__YOUR OBJECTIVE__
Update the items from the start through the line that contains "column 39, row 100" by replacing "Drop a point" with "Mark a point" and changing nothing else. Leave the pictures out of your answer.

━━━━━ MATERIAL FOR THIS EXERCISE ━━━━━

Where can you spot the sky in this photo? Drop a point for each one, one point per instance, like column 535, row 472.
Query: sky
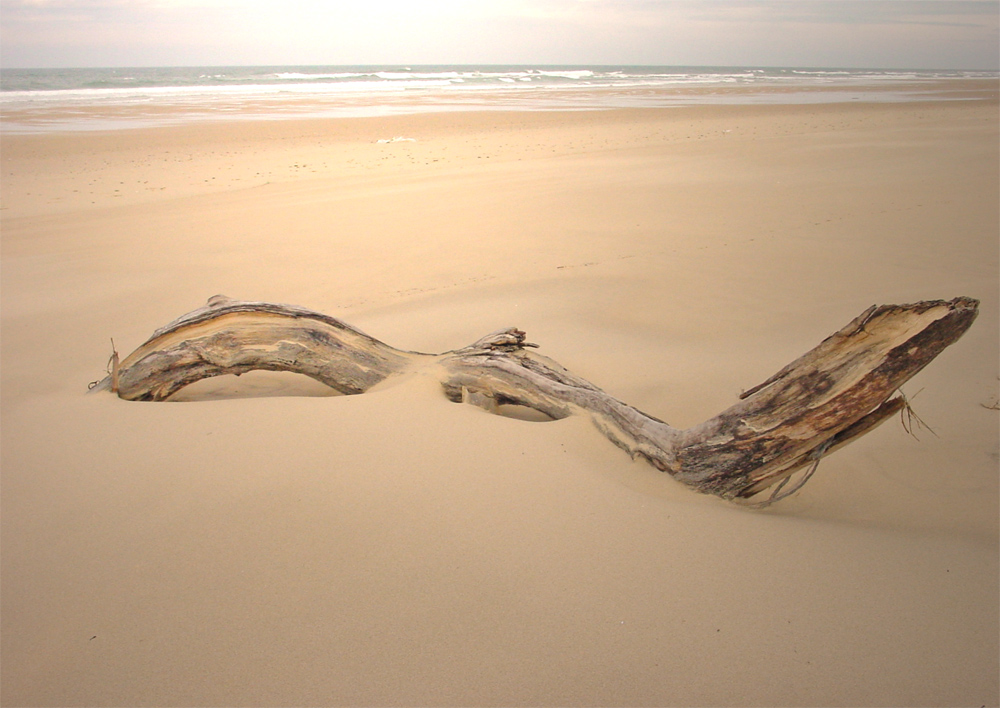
column 928, row 34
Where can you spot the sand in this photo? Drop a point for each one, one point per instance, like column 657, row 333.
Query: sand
column 261, row 543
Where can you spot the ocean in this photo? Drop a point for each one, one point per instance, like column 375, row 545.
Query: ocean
column 39, row 100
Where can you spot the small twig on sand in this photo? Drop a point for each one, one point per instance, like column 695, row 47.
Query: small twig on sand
column 909, row 418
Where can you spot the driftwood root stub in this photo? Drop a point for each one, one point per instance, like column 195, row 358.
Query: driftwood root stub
column 833, row 394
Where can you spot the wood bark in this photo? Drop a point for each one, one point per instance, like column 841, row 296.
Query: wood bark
column 838, row 391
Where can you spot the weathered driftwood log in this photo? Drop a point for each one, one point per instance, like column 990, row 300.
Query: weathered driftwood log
column 828, row 397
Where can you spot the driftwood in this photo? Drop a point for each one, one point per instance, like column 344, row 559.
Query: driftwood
column 828, row 397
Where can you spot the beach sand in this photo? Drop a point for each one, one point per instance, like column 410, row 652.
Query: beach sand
column 262, row 543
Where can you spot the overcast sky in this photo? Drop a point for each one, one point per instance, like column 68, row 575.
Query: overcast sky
column 935, row 34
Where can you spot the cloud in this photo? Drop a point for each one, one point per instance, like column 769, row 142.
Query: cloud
column 901, row 33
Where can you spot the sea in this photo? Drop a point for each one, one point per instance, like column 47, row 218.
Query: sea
column 42, row 100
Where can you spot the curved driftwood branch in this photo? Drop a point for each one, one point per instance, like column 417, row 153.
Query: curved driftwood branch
column 830, row 396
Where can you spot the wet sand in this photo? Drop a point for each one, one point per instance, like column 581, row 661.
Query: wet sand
column 262, row 543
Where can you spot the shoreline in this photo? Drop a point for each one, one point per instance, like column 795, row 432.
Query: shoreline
column 42, row 171
column 92, row 116
column 256, row 543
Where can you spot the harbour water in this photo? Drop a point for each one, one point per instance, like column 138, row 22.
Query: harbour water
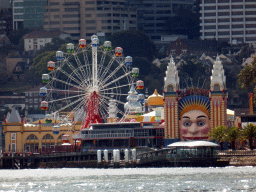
column 129, row 179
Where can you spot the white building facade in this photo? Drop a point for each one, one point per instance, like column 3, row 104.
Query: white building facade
column 233, row 21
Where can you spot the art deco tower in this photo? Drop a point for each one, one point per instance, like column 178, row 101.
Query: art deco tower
column 171, row 88
column 218, row 95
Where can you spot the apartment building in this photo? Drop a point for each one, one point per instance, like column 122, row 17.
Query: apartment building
column 233, row 21
column 152, row 14
column 83, row 18
column 28, row 13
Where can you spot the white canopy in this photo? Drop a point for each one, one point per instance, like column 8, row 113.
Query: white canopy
column 193, row 144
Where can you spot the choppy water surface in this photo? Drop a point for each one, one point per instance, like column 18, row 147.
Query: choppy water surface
column 134, row 179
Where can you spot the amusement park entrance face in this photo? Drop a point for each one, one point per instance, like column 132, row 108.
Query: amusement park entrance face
column 194, row 125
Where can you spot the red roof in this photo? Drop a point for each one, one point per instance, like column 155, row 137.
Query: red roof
column 43, row 34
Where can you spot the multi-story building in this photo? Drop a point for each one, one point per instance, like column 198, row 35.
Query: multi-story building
column 5, row 20
column 38, row 39
column 82, row 19
column 28, row 13
column 233, row 21
column 32, row 98
column 152, row 14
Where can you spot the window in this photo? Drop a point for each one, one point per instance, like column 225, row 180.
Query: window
column 71, row 28
column 170, row 88
column 70, row 22
column 90, row 28
column 54, row 3
column 71, row 15
column 71, row 9
column 47, row 136
column 54, row 22
column 184, row 51
column 54, row 10
column 90, row 9
column 90, row 21
column 216, row 87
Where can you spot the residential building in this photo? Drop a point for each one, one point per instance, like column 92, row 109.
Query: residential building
column 188, row 46
column 5, row 19
column 28, row 13
column 37, row 39
column 152, row 14
column 82, row 19
column 32, row 98
column 14, row 58
column 233, row 21
column 4, row 40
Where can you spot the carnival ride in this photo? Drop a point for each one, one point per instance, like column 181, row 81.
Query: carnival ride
column 88, row 83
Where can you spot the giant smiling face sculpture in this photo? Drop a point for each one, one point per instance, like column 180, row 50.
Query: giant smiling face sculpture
column 194, row 125
column 194, row 115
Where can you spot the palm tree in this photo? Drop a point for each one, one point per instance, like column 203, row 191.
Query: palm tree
column 219, row 133
column 249, row 132
column 233, row 134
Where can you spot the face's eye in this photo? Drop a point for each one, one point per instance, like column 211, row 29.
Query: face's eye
column 200, row 123
column 187, row 124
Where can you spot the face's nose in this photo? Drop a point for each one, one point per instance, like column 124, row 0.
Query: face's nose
column 193, row 129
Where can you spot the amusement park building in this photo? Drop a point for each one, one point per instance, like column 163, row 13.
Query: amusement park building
column 186, row 115
column 82, row 19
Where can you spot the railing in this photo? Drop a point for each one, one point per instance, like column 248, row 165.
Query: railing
column 104, row 135
column 236, row 152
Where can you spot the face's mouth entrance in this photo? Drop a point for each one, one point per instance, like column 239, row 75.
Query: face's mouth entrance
column 194, row 138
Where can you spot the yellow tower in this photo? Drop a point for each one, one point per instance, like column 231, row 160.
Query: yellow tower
column 218, row 95
column 171, row 88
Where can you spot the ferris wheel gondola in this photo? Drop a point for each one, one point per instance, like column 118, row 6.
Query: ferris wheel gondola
column 89, row 83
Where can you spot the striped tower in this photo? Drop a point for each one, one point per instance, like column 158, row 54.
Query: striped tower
column 218, row 95
column 171, row 88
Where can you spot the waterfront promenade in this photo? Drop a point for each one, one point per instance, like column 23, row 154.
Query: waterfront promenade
column 148, row 158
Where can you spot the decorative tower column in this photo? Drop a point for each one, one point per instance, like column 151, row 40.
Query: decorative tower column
column 218, row 95
column 171, row 88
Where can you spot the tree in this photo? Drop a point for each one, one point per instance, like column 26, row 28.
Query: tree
column 219, row 133
column 55, row 44
column 246, row 77
column 184, row 23
column 249, row 132
column 233, row 134
column 193, row 74
column 134, row 43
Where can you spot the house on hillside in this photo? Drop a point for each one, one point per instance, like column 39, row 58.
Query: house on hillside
column 18, row 72
column 189, row 46
column 14, row 58
column 4, row 40
column 38, row 39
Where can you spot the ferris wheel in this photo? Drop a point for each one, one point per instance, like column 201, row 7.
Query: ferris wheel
column 88, row 83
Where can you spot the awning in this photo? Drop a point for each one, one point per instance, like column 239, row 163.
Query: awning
column 193, row 144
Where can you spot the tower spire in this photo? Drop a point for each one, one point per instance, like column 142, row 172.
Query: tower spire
column 172, row 80
column 218, row 79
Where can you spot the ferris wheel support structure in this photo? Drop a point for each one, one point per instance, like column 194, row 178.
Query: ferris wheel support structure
column 93, row 115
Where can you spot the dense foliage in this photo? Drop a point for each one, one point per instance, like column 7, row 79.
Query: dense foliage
column 232, row 134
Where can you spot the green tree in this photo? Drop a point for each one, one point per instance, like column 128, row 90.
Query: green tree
column 184, row 23
column 233, row 135
column 219, row 134
column 249, row 132
column 193, row 73
column 246, row 78
column 55, row 44
column 134, row 43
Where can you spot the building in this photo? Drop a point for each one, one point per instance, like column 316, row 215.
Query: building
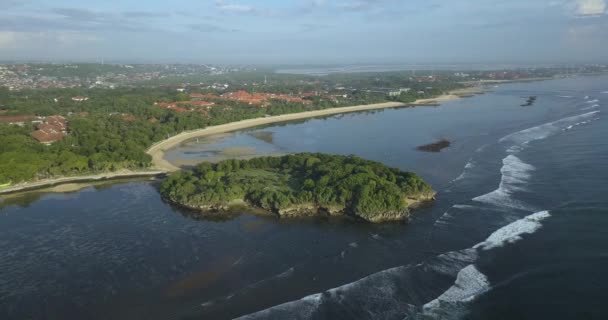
column 17, row 120
column 398, row 92
column 53, row 129
column 80, row 98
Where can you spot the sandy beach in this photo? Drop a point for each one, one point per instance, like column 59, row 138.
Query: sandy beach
column 157, row 151
column 67, row 181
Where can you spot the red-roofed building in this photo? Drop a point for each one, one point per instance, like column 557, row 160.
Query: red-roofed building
column 19, row 120
column 52, row 130
column 171, row 106
column 80, row 98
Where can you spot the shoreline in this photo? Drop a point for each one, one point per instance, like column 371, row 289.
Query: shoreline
column 160, row 166
column 157, row 151
column 47, row 183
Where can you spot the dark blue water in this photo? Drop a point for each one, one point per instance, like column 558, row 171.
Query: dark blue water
column 518, row 231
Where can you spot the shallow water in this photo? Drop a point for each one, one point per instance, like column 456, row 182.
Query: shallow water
column 519, row 217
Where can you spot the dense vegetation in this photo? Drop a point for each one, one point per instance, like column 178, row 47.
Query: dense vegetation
column 112, row 130
column 298, row 184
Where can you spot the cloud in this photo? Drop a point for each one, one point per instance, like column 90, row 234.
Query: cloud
column 144, row 14
column 234, row 7
column 590, row 7
column 205, row 27
column 8, row 39
column 39, row 40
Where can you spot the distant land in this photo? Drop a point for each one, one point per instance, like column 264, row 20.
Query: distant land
column 307, row 184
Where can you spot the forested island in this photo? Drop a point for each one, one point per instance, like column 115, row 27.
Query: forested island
column 109, row 129
column 306, row 184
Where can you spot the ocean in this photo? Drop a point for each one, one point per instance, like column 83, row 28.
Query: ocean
column 517, row 231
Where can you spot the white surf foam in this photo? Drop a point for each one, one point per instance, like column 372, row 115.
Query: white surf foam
column 515, row 175
column 513, row 232
column 545, row 130
column 380, row 295
column 469, row 283
column 591, row 107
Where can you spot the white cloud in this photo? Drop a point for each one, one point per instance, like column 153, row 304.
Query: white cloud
column 233, row 7
column 7, row 39
column 590, row 7
column 28, row 40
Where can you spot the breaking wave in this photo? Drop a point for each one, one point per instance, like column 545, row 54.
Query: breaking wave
column 418, row 291
column 591, row 107
column 545, row 130
column 512, row 232
column 515, row 175
column 469, row 283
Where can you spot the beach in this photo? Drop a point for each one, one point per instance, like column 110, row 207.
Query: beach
column 161, row 166
column 157, row 151
column 123, row 174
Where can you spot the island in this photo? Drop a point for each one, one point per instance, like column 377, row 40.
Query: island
column 305, row 184
column 435, row 146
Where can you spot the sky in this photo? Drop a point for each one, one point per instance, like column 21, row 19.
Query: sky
column 305, row 31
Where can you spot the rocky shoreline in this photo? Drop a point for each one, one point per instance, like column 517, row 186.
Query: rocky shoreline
column 307, row 210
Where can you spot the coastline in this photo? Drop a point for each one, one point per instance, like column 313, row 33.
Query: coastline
column 42, row 184
column 157, row 151
column 160, row 166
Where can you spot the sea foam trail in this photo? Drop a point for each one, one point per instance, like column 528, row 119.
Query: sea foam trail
column 407, row 291
column 515, row 176
column 469, row 283
column 545, row 130
column 388, row 294
column 513, row 232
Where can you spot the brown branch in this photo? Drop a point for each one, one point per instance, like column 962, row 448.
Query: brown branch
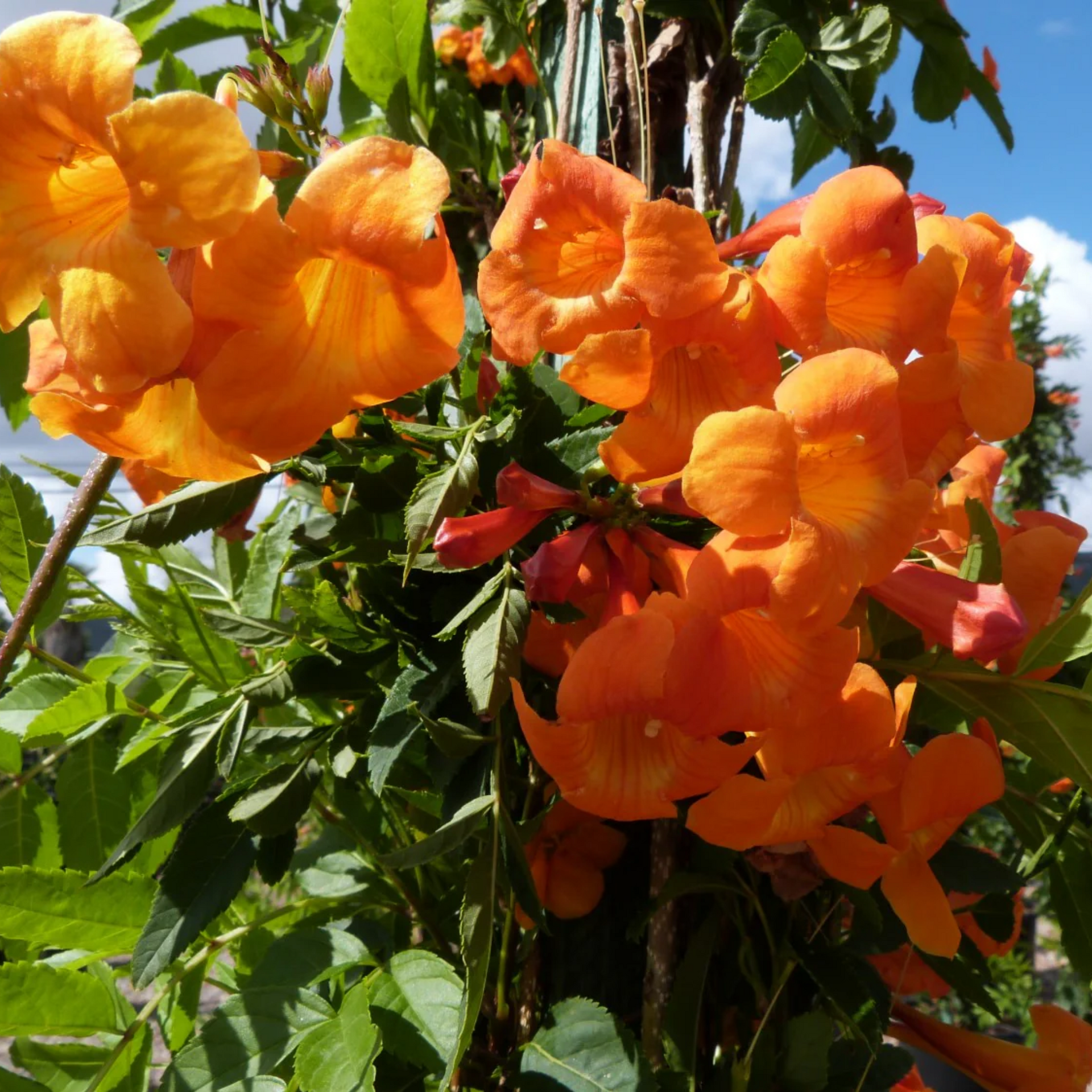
column 662, row 942
column 568, row 69
column 81, row 508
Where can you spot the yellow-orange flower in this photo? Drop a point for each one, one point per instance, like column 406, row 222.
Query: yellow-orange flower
column 93, row 183
column 816, row 769
column 1061, row 1062
column 673, row 374
column 578, row 250
column 826, row 472
column 344, row 304
column 638, row 717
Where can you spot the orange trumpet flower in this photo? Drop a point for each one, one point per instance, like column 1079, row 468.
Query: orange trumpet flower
column 947, row 780
column 567, row 857
column 578, row 250
column 1062, row 1061
column 344, row 304
column 93, row 183
column 638, row 714
column 826, row 472
column 816, row 769
column 671, row 375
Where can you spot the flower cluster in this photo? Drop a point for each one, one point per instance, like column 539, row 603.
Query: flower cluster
column 353, row 299
column 820, row 468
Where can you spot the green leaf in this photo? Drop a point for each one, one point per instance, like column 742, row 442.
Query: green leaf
column 988, row 100
column 28, row 829
column 491, row 650
column 175, row 75
column 26, row 528
column 1046, row 721
column 983, row 560
column 206, row 870
column 14, row 361
column 48, row 908
column 584, row 1049
column 452, row 833
column 340, row 1055
column 386, row 42
column 39, row 999
column 279, row 799
column 784, row 56
column 247, row 1037
column 28, row 700
column 90, row 702
column 92, row 804
column 184, row 780
column 803, row 1065
column 484, row 594
column 1067, row 638
column 475, row 944
column 858, row 41
column 438, row 496
column 416, row 1000
column 205, row 24
column 199, row 506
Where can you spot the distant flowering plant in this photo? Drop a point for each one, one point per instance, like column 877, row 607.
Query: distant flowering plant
column 640, row 593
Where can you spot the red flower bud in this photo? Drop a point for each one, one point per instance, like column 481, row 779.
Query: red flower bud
column 523, row 490
column 974, row 621
column 551, row 573
column 464, row 542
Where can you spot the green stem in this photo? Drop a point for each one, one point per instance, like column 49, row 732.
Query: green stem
column 81, row 508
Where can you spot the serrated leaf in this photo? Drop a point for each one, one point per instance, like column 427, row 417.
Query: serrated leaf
column 451, row 834
column 28, row 829
column 447, row 491
column 784, row 56
column 491, row 652
column 340, row 1055
column 584, row 1049
column 39, row 999
column 26, row 528
column 184, row 780
column 205, row 871
column 983, row 560
column 247, row 1037
column 54, row 909
column 200, row 506
column 416, row 1000
column 279, row 799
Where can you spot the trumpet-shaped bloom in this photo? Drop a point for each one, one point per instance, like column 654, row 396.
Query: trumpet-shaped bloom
column 567, row 858
column 92, row 184
column 1062, row 1061
column 816, row 769
column 825, row 471
column 971, row 269
column 671, row 375
column 578, row 250
column 946, row 781
column 839, row 283
column 978, row 622
column 161, row 427
column 638, row 715
column 344, row 304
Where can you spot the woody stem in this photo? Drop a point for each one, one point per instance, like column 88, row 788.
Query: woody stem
column 662, row 944
column 81, row 508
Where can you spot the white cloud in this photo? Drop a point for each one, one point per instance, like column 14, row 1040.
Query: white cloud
column 1068, row 312
column 766, row 162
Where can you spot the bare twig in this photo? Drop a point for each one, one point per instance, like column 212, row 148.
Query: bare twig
column 81, row 508
column 568, row 69
column 662, row 944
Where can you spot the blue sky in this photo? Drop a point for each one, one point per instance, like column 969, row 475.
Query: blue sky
column 1042, row 189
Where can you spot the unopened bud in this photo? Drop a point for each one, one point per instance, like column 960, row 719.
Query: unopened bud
column 318, row 86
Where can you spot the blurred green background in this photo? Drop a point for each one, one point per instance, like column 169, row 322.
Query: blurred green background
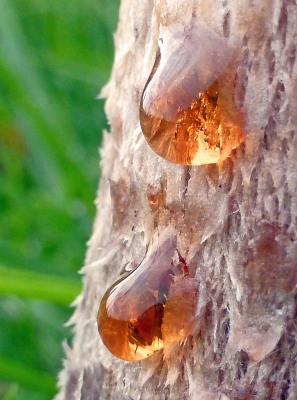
column 54, row 58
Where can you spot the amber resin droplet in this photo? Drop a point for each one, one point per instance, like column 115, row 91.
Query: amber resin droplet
column 151, row 307
column 183, row 114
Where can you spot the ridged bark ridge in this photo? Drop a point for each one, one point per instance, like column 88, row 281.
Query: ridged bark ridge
column 235, row 221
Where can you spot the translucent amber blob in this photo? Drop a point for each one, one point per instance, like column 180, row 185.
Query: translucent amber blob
column 184, row 117
column 150, row 308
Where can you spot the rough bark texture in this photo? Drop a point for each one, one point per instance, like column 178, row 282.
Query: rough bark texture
column 235, row 221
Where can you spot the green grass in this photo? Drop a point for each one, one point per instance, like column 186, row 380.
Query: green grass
column 54, row 59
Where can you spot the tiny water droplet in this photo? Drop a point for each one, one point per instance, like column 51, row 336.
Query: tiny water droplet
column 150, row 308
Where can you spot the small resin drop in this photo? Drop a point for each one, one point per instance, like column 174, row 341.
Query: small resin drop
column 151, row 307
column 183, row 115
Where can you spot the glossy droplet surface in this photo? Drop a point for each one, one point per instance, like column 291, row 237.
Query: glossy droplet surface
column 184, row 115
column 150, row 308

━━━━━

__FINISHED TASK__
Where can you spot the sky in this photo? Mark a point for each one, one point per instance, like column 535, row 472.
Query: sky
column 928, row 34
Where can you spot the sand in this photo? Mark a point for each one, one point per instance, like column 657, row 333.
Query: sand
column 261, row 543
Where can you spot the ocean in this photo? Mark a point for each one, one point per instance, like column 375, row 545.
Query: ocean
column 39, row 100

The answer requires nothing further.